• Required work:
Rewrite the records from the line containing "Find the overcast" up to and including the line containing "<point>100,22</point>", putting "far-off rooftop" in place of "distant rooftop" and changing nothing else.
━━ Task data ━━
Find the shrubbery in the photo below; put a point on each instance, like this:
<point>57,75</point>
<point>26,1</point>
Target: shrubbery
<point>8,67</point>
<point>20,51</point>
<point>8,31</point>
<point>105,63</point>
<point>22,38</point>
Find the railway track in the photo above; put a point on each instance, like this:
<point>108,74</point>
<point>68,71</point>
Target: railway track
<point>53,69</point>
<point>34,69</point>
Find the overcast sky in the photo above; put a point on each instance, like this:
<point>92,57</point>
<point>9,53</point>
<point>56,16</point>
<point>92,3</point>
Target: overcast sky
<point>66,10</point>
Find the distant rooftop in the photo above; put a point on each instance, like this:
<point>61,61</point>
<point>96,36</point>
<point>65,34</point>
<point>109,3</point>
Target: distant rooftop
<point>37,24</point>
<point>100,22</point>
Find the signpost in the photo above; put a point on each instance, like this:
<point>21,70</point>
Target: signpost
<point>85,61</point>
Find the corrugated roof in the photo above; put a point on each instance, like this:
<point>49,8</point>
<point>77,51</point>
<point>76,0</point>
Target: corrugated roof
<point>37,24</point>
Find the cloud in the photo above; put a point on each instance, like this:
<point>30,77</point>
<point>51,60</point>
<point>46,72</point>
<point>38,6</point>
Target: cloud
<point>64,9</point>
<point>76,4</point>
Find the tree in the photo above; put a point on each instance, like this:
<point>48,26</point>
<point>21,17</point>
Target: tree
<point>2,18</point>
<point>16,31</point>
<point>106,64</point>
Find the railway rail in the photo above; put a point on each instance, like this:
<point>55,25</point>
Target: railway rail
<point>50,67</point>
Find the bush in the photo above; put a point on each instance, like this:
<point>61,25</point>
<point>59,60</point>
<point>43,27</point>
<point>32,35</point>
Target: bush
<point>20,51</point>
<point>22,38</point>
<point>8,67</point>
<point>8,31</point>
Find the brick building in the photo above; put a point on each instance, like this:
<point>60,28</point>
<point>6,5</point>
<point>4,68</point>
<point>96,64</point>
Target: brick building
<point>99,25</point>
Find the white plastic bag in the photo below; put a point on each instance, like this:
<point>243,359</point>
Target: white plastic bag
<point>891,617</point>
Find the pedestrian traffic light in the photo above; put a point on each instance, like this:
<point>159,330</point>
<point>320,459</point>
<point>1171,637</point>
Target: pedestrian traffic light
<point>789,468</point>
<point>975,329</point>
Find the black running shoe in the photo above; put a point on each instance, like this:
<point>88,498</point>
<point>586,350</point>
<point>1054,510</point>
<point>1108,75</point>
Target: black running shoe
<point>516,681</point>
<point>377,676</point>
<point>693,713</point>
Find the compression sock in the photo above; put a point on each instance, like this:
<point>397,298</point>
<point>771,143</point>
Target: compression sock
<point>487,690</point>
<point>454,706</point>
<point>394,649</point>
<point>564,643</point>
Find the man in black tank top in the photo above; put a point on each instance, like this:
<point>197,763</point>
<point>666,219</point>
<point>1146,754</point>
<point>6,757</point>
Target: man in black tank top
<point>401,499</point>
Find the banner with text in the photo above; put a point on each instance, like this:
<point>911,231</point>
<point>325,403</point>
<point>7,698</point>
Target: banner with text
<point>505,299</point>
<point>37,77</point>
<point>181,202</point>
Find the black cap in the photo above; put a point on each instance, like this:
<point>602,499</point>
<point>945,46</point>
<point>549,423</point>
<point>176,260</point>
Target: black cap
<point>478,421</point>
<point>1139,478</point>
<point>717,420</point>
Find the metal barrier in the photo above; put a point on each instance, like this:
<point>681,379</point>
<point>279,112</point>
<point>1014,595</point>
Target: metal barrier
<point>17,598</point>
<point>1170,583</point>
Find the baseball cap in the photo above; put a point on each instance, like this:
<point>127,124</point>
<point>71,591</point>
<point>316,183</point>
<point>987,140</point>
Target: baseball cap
━━━
• Response:
Find the overcast sky in the photo above; put a point on each instance, like this:
<point>92,57</point>
<point>9,53</point>
<point>56,16</point>
<point>92,3</point>
Target: overcast sky
<point>66,10</point>
Find the far-off rooftop in the photo above; put a point on each instance, like this:
<point>61,61</point>
<point>96,36</point>
<point>65,34</point>
<point>109,3</point>
Target: far-off rooftop
<point>37,24</point>
<point>100,22</point>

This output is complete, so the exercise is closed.